Arrange the lines below as a numbered list, leaving out any blank lines.

## Examples of point labeling

"""

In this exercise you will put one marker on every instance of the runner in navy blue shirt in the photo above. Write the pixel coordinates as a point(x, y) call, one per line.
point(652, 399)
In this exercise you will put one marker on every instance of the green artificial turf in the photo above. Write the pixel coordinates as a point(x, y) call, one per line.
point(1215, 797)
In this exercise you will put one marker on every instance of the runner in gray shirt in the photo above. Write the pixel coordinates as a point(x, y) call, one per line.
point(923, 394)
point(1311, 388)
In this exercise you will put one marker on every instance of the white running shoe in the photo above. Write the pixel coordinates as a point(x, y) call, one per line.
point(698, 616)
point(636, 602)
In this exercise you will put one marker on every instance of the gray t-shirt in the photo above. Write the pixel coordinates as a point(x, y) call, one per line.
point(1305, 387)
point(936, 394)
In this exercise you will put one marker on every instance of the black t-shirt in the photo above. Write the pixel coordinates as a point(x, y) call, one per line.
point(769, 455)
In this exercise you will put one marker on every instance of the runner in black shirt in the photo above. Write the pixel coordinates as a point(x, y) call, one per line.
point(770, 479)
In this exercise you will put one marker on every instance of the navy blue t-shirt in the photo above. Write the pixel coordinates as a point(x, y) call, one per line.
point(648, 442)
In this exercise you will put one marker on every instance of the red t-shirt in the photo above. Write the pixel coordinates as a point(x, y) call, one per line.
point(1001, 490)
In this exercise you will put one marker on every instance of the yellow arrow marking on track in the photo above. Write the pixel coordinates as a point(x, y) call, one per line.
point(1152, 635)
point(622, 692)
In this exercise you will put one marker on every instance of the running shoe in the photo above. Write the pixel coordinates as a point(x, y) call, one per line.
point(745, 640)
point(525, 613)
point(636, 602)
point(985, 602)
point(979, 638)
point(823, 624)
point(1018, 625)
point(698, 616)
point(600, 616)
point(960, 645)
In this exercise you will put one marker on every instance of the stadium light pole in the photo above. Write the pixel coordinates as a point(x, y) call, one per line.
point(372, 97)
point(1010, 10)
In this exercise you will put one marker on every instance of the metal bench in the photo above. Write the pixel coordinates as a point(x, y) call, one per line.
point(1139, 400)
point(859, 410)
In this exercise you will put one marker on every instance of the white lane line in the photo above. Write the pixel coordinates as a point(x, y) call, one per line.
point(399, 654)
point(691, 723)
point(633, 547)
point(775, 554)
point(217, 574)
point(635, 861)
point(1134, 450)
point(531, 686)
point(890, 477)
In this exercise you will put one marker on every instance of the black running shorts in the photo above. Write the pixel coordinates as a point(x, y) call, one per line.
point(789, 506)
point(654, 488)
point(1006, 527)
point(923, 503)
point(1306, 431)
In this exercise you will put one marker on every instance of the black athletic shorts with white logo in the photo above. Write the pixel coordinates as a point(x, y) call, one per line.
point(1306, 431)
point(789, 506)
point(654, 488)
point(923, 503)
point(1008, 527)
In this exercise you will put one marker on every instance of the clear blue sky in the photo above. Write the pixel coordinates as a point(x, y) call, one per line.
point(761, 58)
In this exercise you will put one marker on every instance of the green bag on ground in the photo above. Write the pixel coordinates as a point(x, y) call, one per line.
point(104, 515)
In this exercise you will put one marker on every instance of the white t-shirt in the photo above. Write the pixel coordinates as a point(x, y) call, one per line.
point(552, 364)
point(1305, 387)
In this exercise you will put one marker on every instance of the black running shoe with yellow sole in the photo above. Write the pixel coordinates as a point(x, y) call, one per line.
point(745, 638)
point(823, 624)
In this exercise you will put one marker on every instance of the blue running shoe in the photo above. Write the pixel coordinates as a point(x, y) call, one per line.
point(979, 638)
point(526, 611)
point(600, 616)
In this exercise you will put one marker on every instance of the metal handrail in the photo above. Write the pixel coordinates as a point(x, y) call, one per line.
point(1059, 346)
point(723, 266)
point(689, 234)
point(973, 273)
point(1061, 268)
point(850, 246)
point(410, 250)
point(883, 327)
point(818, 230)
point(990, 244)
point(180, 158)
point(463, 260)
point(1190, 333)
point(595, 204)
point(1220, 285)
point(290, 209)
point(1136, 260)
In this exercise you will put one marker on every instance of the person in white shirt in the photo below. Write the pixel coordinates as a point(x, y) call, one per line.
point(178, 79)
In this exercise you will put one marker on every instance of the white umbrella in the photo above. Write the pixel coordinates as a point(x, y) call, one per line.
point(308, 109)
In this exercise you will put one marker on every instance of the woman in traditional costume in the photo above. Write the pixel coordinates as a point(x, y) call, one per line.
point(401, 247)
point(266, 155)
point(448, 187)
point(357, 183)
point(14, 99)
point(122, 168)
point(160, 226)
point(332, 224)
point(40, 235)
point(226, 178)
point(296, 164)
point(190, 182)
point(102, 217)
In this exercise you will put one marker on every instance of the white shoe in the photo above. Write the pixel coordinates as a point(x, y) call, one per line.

"""

## The solution
1. In this exercise you will put one marker on every instance of the runner in navy blue shirt in the photo above. Write the pixel coordinates as a point(x, y) call, one per line.
2. point(652, 399)
3. In this exercise you will put one marker on every instance of the green artificial turf in the photo above. Write the pixel coordinates as a point(x, y) call, one per line.
4. point(1215, 797)
5. In this exercise you will put one marker on every instance of the runner in gray shirt in the photo above. Write the pixel coordinates as a point(x, y) call, one per line.
6. point(923, 394)
7. point(1311, 388)
8. In this exercise you will put one marker on every instance of the white running shoe in the photo above. Write the pixel coordinates as a point(x, y) call, one per line.
9. point(698, 616)
10. point(636, 602)
11. In this exercise you will put one marker on every instance of the gray t-shirt in the photo above. Write the pixel coordinates as a point(x, y) call, one per line.
12. point(1305, 387)
13. point(936, 394)
14. In this exercise you will put one marker on every instance of the black t-shirt in the photo above. Write the pixel coordinates as a point(x, y) call, one per line.
15. point(769, 455)
16. In this exercise you will put one marker on every instance of the runner in black shirt in the photo above. Write the pixel coordinates as a point(x, y) call, one per line.
17. point(770, 479)
18. In this exercise you will put one marker on every instance of the navy blue t-shirt in the photo above. Write the pixel coordinates as a point(x, y) call, one per line.
19. point(648, 442)
20. In this exercise you will put one marker on every instance of the red t-shirt in the photo above. Write the pixel coordinates as a point(x, y) call, one per line.
21. point(1001, 490)
22. In this exercise you will put one marker on every instance of the yellow arrow marking on track in the photo above. Write the pixel coordinates as a point(x, y) call, one per line.
23. point(1152, 635)
24. point(622, 692)
25. In this exercise you will put one marker on every instance of the running shoe in the photo above. Write the pixel coordinates as a point(x, y) call, one per line.
26. point(745, 640)
27. point(525, 613)
28. point(636, 602)
29. point(985, 602)
30. point(979, 638)
31. point(823, 624)
32. point(1018, 625)
33. point(698, 616)
34. point(600, 616)
35. point(960, 645)
36. In this exercise you will put one marker on every instance of the stadium light pole in the photo above. Write the pixel coordinates as a point(x, y) call, one per line.
37. point(372, 97)
38. point(1010, 10)
39. In this exercise you will put one marker on every instance of the metal bench in the photo above. Write the pixel coordinates as a point(x, y) call, one per line.
40. point(1139, 400)
41. point(859, 410)
42. In this exercise you will put one marker on every instance of the white lane line in the photo above. Write the pixel coordinates as a point(x, y) call, one per line.
43. point(399, 654)
44. point(691, 723)
45. point(633, 547)
46. point(775, 554)
47. point(217, 574)
48. point(635, 861)
49. point(1134, 450)
50. point(531, 686)
51. point(890, 477)
52. In this exercise you will put one marker on every instance of the black running shorts in the photo above. Write the pixel coordinates as a point(x, y) call, one per line.
53. point(789, 506)
54. point(654, 488)
55. point(1006, 527)
56. point(923, 503)
57. point(1306, 431)
58. In this exercise you will put one marker on every instance of the black athletic shorts with white logo in the photo above. Write the pixel coordinates as a point(x, y) call, one per line.
59. point(1306, 431)
60. point(789, 506)
61. point(654, 488)
62. point(923, 503)
63. point(1008, 527)
64. In this exercise you will put one marker on every instance of the clear blue sky in the photo above. Write the pixel coordinates as a point(x, y) call, one per line.
65. point(761, 58)
66. In this exercise you will put one marker on every instance of the green bag on ground in the photo above. Write the pixel coordinates as a point(x, y) call, one per line.
67. point(104, 515)
68. In this exercise you will put one marker on every instance of the white t-shirt in the photo above. Write the pixel coordinates as a point(x, y) call, one per line.
69. point(552, 364)
70. point(1305, 387)
71. In this exercise you will put one marker on every instance of the black running shoe with yellow sole in the photo above. Write the pixel coordinates as a point(x, y) call, one per line.
72. point(745, 638)
73. point(823, 624)
74. In this exercise you will put one marker on every instance of the blue running shoe in the photo above. Write the pixel coordinates as a point(x, y) call, one per line.
75. point(979, 638)
76. point(526, 611)
77. point(600, 616)
78. In this exercise you will put one marker on every instance of the metal handrail in the photo above. Write the pixel coordinates as a point(x, y) call, one per line.
79. point(1059, 346)
80. point(723, 266)
81. point(689, 234)
82. point(973, 273)
83. point(1061, 268)
84. point(850, 246)
85. point(410, 250)
86. point(883, 327)
87. point(818, 230)
88. point(990, 244)
89. point(180, 158)
90. point(463, 260)
91. point(1190, 333)
92. point(595, 204)
93. point(1220, 285)
94. point(290, 209)
95. point(1136, 260)
96. In this exercise you will put one marker on every instance of the person in white shirt in the photo below. Write the pixel coordinates as a point(x, y) call, one per line.
97. point(178, 79)
98. In this exercise you will put one marker on every instance of the white umbrella in the photo above. Write the pixel coordinates as a point(x, y) call, one per line.
99. point(308, 109)
100. In this exercise you will put one marker on every instance of the woman in traditional costume in the photo above. Write the pixel coordinates as a point(x, y) call, one per line.
101. point(401, 247)
102. point(266, 155)
103. point(448, 187)
104. point(357, 183)
105. point(14, 99)
106. point(122, 168)
107. point(160, 226)
108. point(332, 224)
109. point(40, 235)
110. point(226, 178)
111. point(296, 164)
112. point(190, 182)
113. point(102, 217)
114. In this exercise you will put one marker on every instance of the white shoe in the photo above. Write the pixel coordinates as a point(x, y) call, one per line.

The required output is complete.